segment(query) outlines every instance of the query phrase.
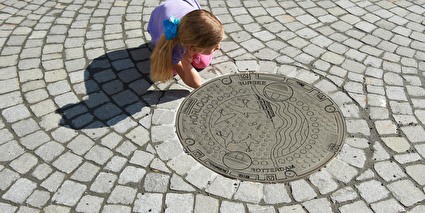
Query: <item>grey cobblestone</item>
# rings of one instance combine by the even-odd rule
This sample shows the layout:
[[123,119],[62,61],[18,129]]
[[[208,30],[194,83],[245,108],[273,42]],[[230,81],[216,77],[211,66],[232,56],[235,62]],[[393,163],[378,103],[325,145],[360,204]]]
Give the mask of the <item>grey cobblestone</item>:
[[37,184],[26,178],[18,179],[10,188],[3,194],[2,198],[14,203],[23,203],[28,196],[35,190]]
[[202,79],[320,88],[348,129],[337,157],[289,184],[217,175],[175,134],[182,81],[148,80],[158,2],[2,1],[0,212],[424,211],[423,1],[200,3],[226,34]]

**PROBLEM STATEMENT:** Pick out every line of the data above that contains the string "cobblestone", and copy each of those lines in full.

**SOLUTION TO THIS PROBLEM:**
Query: <item>grey cobblestone</item>
Give the mask of the <item>grey cobblestone</item>:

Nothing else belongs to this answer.